[Saved entries]
--------------------

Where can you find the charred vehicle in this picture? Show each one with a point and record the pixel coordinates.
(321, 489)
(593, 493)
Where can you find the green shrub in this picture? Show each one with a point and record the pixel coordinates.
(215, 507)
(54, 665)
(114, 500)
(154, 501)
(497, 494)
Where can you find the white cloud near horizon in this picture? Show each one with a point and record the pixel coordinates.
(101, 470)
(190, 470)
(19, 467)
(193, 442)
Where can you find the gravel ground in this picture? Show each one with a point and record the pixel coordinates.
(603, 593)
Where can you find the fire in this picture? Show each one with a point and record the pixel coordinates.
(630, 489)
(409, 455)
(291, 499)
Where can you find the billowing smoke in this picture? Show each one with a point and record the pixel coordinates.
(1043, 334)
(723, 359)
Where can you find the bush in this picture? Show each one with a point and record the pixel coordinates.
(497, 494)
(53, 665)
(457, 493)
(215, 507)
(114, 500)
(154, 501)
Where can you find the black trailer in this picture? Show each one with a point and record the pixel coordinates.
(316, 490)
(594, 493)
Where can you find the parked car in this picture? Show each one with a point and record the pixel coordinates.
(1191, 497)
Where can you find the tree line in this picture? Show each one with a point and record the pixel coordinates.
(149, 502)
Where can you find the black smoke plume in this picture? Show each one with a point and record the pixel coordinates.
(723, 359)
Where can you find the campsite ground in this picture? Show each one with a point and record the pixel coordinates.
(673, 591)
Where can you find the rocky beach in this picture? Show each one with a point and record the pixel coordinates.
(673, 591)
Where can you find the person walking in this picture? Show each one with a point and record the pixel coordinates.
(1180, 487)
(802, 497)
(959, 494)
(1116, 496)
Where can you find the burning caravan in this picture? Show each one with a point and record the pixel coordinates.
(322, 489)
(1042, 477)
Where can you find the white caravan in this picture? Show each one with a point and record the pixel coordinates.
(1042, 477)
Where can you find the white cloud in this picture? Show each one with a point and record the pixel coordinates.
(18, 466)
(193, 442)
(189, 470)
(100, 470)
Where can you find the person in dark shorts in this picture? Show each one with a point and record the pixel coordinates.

--------------------

* [PROBLEM TO WORK ON]:
Every line above should be output exactly as it stands.

* [EXERCISE RESULT]:
Where can you find the charred vehicle in this picture? Show each one with a point and record the pixel coordinates.
(321, 489)
(593, 493)
Where can you find the green shrub in this picture? Show each one with a point and record the pixel coordinates.
(215, 507)
(54, 665)
(114, 500)
(154, 501)
(497, 494)
Where can you find the white cloud near horizon in this picture? Show each one with a point and record the pixel coordinates.
(101, 470)
(190, 470)
(19, 467)
(193, 442)
Where can you find the gravel ground in this picture? Show each one with a point and record the pixel coordinates.
(603, 593)
Where can you find the fire in this picture? Show each one with a point and record the pixel coordinates.
(630, 489)
(409, 455)
(291, 499)
Where can you find the billowing smoke in this picture? Show each one with a point and record the pixel coordinates.
(1043, 334)
(723, 359)
Where can you find the bush in this picture? Show each one with a point and record the pixel coordinates.
(497, 494)
(53, 665)
(457, 493)
(215, 507)
(114, 500)
(154, 501)
Where can you find the black trailer in this picture? Show each one with a point and record the pixel coordinates.
(316, 490)
(594, 493)
Where can you find the parked car in this picture? Show each one with a point and record the pixel coordinates.
(1191, 497)
Where can you find the tree line in this picture? Show each one with a point and record the pixel coordinates.
(149, 502)
Where can you find the black smoke plume in this picture? Show each one with a point and record the pixel coordinates.
(723, 359)
Where can you find the campsite ground in this picture? Show each one with a point and record the pixel coordinates.
(673, 591)
Where can you find the rocky beach in this picture? Show each one with a point and record the pixel coordinates.
(673, 591)
Where can you find the person walking in this picture? Show each one with a point and record the pixel coordinates.
(1180, 487)
(802, 497)
(959, 494)
(1116, 496)
Where can you find the burning caravan in this picture? Show each one with a point and record the pixel coordinates.
(322, 489)
(1042, 477)
Where can you find the white caravan in this picture? Show each one with a point and record the pixel coordinates.
(1042, 477)
Where can you find the white cloud in this picture? Show each one with a point and record the pixel coordinates.
(18, 466)
(193, 442)
(189, 470)
(100, 470)
Where can you find the person in dark shorts in this picture? Show each one with a point and record the pixel coordinates.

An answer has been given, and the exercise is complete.